Objectives
- A) Repeat word for word the portion of the passage about Gegen den Strom and the CPGB starting with "GdSt no 52 (28/12/29)" and going on through "weakness in Britain.".
- B) Write the next part of the passage about Gegen den Strom's coverage of the CPGB, picking up after its final sentence.
— START OF Passage shown —
In Special Supplement No 3 to Gegen den Strom (GdSt), January 1929, announcing the expulsions of Brandler and Thalheimer from the CPSU, there is an interesting article on the CPGB. Entitled 'CPGB for control of production. What is going on?', it points out that Rote Fahne (RF) had recently reported that the CPGB Central Committee (CC) had 'unconditionally' supported the Open Letter of the ECCI against the 'right' in the German Communist Party (KPD). The Open Letter had characterised propaganda for Workers' Control of Production in non-acute revolutionary situations such as the present as particularly reformist and liquidatory. The CPGB CC had expressly supported that evaluation, though - the RF kept silent about this — against a considerable dissenting minority. Nevertheless, the British representative in ECCI had supported the Open Letter and Stalin's Comintern line, too.

However, on 22 January, RF carried a detailed report of the opening of the 10th Congress of the CPGB. According to that report, J.R. Campbell, chairing, had characterised the tasks of the party in his opening speech as follows:

The CP demands the nationalisation without compensation under workers control of the key and other industries. The other parties seek nationalisation with capitalist control.

While a parliamentary group would be useful, the main task of the party must be the organising of factory workers for direct control.

This report of the CPGB's demands in regard to workers' control of production, said GdSt, corresponded in fundamentals to the view of the KPD Opposition. In regard to the question of nationalisation it went still further.

What one must now ask is: whether in the opinion of the ECCI and the KPD CC, an acute revolutionary situation existed in Britain (as according to the present CI line, only then must one propagandise control of production); or had the whole leadership of the CPGB gone over to 'Brandlerism' and could one now expect an ECCI Open Letter with the expulsions of the leading British comrades? Or had the leading ECCI people perhaps seen the errors of their ways in liquidating the line elaborated by Lenin for the CI in regard of the United Front tactic and control of production? Were they now retreating via the CPGB?

In GdSt no 23 (8/6/29), pp 11-12, there appeared an analysis of the British 1929 General Election. In no 24 (15/6/29) pp 9-10, there was the first part of an analysis of the electoral defeat of the British Communists and the leadership of the CI. In no 25 (22/6/29) pp 5-6, part two analysed the voting figures where the CPGB stood candidates. In no 26 (29/6/29), p 10, the critical analysis was brought to a close.

GdSt no 52 (28/12/29) contained Chapter 7 of M.N. Roy's Crisis in the Communist International devoted to the CPGB (available in English in Selected Works of M N Roy, ed. Sibnarayan Ray, volume 3, OUP, Delhi, 1990, pp. 341ff). Roy examined the recently held Eleventh CPGB Congress, as well as the historical roots for communism's weakness in Britain.
— END OF Passage shown —
— START OF Given records —
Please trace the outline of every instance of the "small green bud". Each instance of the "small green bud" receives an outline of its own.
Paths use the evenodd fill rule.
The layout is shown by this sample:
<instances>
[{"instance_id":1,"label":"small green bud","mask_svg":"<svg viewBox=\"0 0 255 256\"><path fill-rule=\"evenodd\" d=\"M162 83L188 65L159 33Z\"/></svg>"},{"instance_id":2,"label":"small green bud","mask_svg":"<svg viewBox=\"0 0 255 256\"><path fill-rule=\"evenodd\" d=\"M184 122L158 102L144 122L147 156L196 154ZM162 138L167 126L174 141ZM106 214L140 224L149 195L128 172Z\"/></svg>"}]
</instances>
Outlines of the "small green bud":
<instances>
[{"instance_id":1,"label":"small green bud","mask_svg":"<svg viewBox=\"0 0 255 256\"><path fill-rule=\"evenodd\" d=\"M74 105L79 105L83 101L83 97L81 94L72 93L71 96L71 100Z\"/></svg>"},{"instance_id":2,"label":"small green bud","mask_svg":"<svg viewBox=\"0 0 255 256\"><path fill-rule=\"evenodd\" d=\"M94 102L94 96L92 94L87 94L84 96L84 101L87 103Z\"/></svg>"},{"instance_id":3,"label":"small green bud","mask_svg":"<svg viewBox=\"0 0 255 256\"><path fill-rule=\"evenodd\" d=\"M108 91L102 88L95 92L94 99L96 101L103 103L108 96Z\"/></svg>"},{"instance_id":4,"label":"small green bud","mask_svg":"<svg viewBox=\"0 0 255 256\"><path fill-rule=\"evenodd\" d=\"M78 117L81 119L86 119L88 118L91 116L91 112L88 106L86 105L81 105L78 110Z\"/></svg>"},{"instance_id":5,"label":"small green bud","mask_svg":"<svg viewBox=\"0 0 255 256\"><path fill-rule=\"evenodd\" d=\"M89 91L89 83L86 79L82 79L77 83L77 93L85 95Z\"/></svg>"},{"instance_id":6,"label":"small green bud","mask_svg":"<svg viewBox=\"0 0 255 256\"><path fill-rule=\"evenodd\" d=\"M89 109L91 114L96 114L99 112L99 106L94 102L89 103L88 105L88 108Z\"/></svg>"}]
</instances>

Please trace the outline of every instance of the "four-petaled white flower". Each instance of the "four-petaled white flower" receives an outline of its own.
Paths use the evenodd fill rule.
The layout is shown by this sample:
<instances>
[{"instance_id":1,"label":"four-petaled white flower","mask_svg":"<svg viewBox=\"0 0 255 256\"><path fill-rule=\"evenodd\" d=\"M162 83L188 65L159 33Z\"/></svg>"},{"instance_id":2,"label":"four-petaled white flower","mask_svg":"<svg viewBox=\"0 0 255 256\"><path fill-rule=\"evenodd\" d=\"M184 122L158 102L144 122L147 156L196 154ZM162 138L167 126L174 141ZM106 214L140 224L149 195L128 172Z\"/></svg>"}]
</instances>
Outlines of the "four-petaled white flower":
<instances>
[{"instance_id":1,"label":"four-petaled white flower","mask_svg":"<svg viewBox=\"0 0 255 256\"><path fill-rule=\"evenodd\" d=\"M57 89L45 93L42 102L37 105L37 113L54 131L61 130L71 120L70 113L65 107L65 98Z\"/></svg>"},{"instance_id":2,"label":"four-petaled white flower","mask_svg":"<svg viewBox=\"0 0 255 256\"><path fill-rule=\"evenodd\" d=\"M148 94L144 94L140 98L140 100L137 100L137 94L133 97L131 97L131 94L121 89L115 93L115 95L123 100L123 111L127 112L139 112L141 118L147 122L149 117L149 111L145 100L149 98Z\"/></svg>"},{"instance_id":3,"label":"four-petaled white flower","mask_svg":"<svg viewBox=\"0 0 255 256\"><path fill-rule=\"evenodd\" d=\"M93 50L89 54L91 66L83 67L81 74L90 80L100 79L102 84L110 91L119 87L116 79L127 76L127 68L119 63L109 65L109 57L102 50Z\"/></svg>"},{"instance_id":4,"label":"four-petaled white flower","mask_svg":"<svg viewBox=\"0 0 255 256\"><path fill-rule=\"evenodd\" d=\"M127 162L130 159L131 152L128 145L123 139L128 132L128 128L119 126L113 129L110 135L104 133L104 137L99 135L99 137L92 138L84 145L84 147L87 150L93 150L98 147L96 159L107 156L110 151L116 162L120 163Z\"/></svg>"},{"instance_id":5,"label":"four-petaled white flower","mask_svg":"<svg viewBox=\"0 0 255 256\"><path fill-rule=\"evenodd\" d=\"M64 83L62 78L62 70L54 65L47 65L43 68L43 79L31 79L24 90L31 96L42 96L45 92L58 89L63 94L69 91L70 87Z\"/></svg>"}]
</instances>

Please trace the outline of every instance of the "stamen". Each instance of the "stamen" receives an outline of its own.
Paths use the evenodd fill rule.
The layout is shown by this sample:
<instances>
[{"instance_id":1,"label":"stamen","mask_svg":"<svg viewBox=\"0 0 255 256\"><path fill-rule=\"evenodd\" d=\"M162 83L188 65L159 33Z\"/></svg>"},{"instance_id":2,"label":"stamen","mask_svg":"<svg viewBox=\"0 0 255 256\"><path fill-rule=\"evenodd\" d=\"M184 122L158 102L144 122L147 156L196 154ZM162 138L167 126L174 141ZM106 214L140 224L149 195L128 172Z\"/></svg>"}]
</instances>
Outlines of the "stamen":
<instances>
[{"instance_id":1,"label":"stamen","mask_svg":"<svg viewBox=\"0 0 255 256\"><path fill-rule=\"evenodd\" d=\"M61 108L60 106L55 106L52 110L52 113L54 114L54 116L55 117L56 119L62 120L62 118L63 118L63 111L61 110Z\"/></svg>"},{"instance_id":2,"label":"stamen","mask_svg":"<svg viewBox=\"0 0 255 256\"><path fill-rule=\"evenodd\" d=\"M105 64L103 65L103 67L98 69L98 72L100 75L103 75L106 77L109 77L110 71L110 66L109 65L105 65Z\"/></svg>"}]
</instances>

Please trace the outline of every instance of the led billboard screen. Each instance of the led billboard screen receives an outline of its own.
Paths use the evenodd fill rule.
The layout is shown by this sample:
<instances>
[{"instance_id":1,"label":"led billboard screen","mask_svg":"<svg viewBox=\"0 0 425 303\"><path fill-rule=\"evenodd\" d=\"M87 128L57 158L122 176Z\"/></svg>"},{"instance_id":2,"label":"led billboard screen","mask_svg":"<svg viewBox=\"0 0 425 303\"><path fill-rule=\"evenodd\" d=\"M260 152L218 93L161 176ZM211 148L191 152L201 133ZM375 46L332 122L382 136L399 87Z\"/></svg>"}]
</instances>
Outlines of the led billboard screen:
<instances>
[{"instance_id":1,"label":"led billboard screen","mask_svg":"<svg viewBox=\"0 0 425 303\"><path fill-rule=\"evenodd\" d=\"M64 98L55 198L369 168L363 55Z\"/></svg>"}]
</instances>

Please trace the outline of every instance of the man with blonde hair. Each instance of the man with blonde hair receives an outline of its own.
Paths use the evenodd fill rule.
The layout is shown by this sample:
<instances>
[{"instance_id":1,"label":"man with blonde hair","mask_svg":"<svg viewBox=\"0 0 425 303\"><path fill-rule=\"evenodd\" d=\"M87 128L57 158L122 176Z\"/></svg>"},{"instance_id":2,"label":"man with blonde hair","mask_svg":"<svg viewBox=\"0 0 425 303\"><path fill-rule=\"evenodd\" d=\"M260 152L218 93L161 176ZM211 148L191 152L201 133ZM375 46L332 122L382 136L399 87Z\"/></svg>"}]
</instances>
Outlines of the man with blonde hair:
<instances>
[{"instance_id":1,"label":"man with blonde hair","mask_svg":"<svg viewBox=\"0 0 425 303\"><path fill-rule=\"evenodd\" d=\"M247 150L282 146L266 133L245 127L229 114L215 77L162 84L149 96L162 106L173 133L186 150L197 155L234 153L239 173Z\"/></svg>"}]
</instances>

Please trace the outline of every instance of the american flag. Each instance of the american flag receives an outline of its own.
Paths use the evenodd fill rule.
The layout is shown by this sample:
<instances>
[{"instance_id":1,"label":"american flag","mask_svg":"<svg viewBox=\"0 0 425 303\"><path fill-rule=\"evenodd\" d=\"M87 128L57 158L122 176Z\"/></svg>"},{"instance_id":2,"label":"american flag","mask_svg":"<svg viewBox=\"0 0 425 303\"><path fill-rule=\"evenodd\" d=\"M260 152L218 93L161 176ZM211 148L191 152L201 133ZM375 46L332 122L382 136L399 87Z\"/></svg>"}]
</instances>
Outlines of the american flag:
— END OF Given records —
Solved tasks
- A)
GdSt no 52 (28/12/29) contained Chapter 7 of M.N. Roy's Crisis in the Communist International devoted to the CPGB (available in English in Selected Works of M N Roy, ed. Sibnarayan Ray, volume 3, OUP, Delhi, 1990, pp. 341ff). Roy examined the recently held Eleventh CPGB Congress, as well as the historical roots for communism's weakness in Britain.

- B)
Before the congress a discussion occurred. The main feature of this discussion was the hunt for the 'right danger'. Though it turned out that this danger was difficult to get to grips with in the CPGB. Those accused of being the right deviation, and of sabotaging the 'new line', were themselves participating in the hunt for the 'right danger'. Even Cde. Rothstein, removed some time ago from the Politbureau as leader of the right wing, prior to the congress, wrote in the official organ of the party that 'right errors in the present period are unpardonable'. He spoke in the same tone at the congress. In vain, however. He was not re-elected to the new CC. The campaign against the 'right danger' in the CPGB, which has led to such a comedy must, in order to justify itself, nevertheless, have its prey. The ECCI apparatus has succeeded in forcing all dissentients onto the 'new line'. There is only one exception — Horner, who stood by his views and went down fighting. He warned the congress that 'the party had to carefully take note that it did not become a leadership without an army'. While declaring his opposition to the establishing of new 'revolutionary unions', Horner, who is the most prominent CPGB trade unionist, stated: 'As long as the mass of the workers are in the old unions, we must stay in them and should not run away from them to build new ones because we are offended'. In contrast to Horner, the other prominent trade unionist, Pollitt, capitulated, although he had come under suspicion of personifying the 'right danger'. Pollitt delivered the CC political report at the congress, that is, he appeared as the defender of the 'new line'. In the recently held party discussion Pollitt had, however, initially been attacked. Today it looks as if the whole party is mobilised against the 'right danger' which is thereby reduced to an abstract term. Everyone is furiously fighting against something that nobody is defending. Such things could only be staged in Britain — the classical country of opportunism.

In such an abnormal atmosphere as that which dominated the congress of the CPGB, a serious treatment of all the problems facing the party was impossible. Not a few comrades hid their real views behind radical phrases. They were forced into it through fear of the ECCI apparatus. That was clearly apparent at the congress. A closer look at speeches held by some of the leading comrades shows that their agreement with the 'new line' was superficial. It also shows that the party had an extremely unsatisfactory grasp of the problems facing it. Nevertheless, a party which only has a few thousand members and 'absolutely no roots in the factories' (Pollitt's report at the congress) will be forced into the adventure of a struggle for power by the international leadership. That will surely not contribute towards the development of a mass communist party in Britain, but rather, destroy the little that has been achieved.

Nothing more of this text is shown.